§ **Exercise set**:
**a)** Name every speaker that the conference article below lists for the Being Me Conference.
**b)** Please extract word for word the passage of the conference article starting at "The one-day conference" and ending at "great throughout time.".

§ **Source extract**:
##########
CAIRO – Correcting misconceptions about the role of women in Islam, an Australian conference opens on Sunday, December 1, in Sydney, in a mission to increase Muslim women awareness and address the challenges facing them in the society.
“Through the Being Me Conference on 1 December 2013, we strive to provide a platform where women from different walks of life and aspirations are given opportunities to learn, teach, share, and inspire,” a statement published on Muslim Village says.
This would consequently “empower others and themselves by identifying and exploring the true role of a Muslimah to benefit those they love and all of humanity hence ultimately please their Lord.”
Planned for the first time in Australia, Being Me conference opened its doors early on Sunday to welcome Australian Muslim women.
The one-day conference features a number of national and international speakers, who will provide various perspectives into a Muslim woman’s life.
The speakers include international writer, entrepreneur and life coach Sister Zohra Sarwari, amazing teacher and student of Islamic Sciences Sister Faiza Matthews, psychologist and medical student Dr Sara Hassan and co-founder of the First Islamic School in Sydney Sr Silma Ihram.
Adding to the phenomenal speaker line-up are Sh Alaa El Sayed from Canada and Sh Yahya Ibrahim from Perth, Australia.
At the conference, attendants will explore the roles of Muslim women, discuss the struggles of the changing environment, as well as address their daily challenges.
“We want to show you that Muslim Womanhood is something worth celebrating and that Muslim women have been great throughout time.
“We will showcase achievements and successes of empowered women of the past and the present and inspire women of today by focusing on our role models: mothers’ of believers, scholars (of past and present), visionary women throughout time.
“This will create a voice and platform for the neglected and marginalized half of the society!”
Muslims, who have been in Australia for more than 200 years, make up 1.7 percent of its 20-million population.
Islam is the country's second largest religion after Christianity.
##########
§ **Supplied data**:
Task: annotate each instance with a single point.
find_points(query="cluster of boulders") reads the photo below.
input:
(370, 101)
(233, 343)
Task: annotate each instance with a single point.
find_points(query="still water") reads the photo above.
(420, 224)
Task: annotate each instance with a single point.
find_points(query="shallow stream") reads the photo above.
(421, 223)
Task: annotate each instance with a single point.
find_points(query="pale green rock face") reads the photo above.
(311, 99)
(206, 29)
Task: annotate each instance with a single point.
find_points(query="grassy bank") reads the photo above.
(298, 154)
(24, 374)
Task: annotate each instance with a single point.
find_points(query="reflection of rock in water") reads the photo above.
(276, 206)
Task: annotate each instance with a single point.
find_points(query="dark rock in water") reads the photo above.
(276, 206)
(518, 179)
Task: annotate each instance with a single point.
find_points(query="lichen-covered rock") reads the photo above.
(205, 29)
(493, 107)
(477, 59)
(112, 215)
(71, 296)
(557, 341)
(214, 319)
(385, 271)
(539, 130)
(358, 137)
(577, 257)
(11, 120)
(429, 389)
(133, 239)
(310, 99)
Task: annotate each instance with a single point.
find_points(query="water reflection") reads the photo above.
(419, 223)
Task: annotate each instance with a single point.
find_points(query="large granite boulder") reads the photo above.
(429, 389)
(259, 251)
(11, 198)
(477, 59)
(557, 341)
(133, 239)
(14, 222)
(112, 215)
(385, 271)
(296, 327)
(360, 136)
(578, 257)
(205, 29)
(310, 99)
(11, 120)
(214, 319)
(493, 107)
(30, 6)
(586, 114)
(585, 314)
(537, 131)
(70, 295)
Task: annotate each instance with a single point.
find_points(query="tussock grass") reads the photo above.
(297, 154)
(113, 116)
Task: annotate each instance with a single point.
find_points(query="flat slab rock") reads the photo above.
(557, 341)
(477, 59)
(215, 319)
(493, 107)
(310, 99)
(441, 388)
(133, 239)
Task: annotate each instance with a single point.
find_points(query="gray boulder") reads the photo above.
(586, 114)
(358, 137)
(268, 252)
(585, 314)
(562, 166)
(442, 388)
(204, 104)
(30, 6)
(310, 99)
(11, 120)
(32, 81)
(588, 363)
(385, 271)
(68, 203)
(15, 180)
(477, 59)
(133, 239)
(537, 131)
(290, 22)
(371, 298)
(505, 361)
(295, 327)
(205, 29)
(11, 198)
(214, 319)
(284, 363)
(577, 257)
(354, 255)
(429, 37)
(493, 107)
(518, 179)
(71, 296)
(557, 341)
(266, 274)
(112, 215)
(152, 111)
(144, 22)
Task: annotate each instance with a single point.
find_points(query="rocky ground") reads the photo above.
##########
§ **Responses for each task**:
**a)**
Sister Zohra Sarwari
Sister Faiza Matthews
Dr Sara Hassan
Sr Silma Ihram
Sh Alaa El Sayed
Sh Yahya Ibrahim

**b)**
The one-day conference features a number of national and international speakers, who will provide various perspectives into a Muslim woman’s life.
The speakers include international writer, entrepreneur and life coach Sister Zohra Sarwari, amazing teacher and student of Islamic Sciences Sister Faiza Matthews, psychologist and medical student Dr Sara Hassan and co-founder of the First Islamic School in Sydney Sr Silma Ihram.
Adding to the phenomenal speaker line-up are Sh Alaa El Sayed from Canada and Sh Yahya Ibrahim from Perth, Australia.
At the conference, attendants will explore the roles of Muslim women, discuss the struggles of the changing environment, as well as address their daily challenges.
“We want to show you that Muslim Womanhood is something worth celebrating and that Muslim women have been great throughout time.